**EXERCISE PROMPT:** Each line from the one containing "box: [178, 137, 747, 1105]" to the end of the entries is to be repeated exactly, and no other line.
____
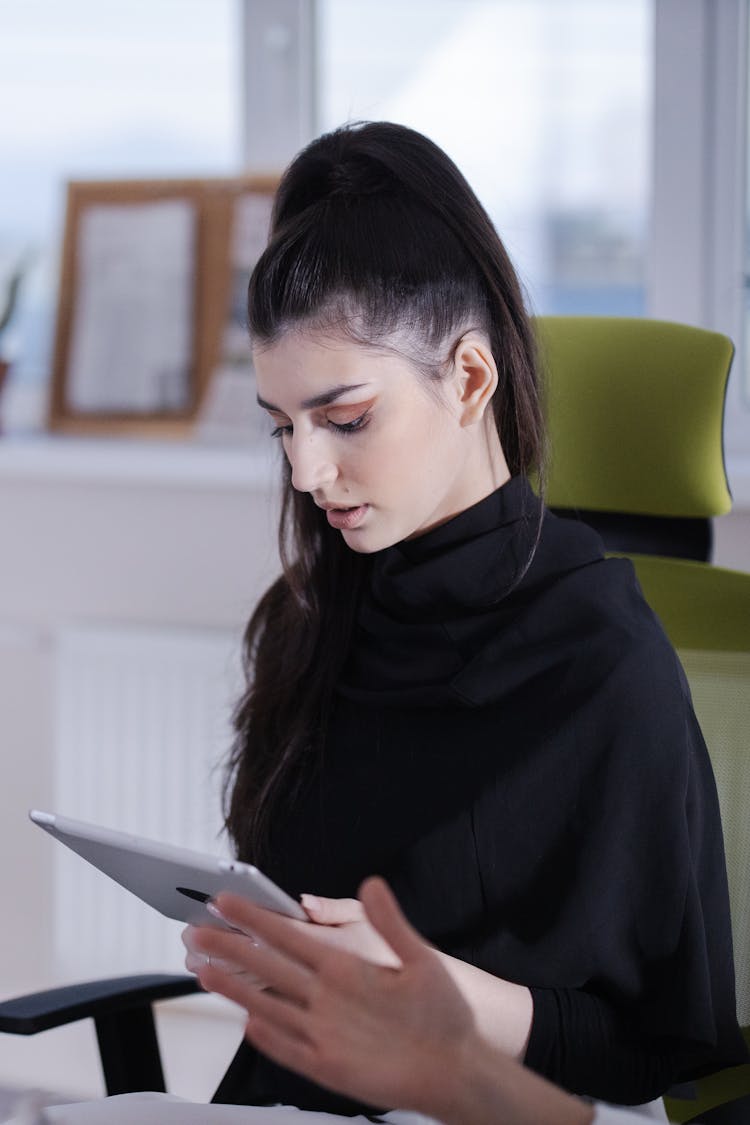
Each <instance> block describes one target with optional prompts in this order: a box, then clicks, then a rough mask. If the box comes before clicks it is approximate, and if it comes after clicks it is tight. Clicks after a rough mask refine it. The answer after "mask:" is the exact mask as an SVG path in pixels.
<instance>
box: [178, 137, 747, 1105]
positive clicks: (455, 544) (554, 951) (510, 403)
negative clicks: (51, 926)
____
**EXPECTED ANSWER:**
box: [178, 137, 747, 1105]
positive clicks: (455, 544) (554, 951) (510, 403)
negative clicks: (51, 926)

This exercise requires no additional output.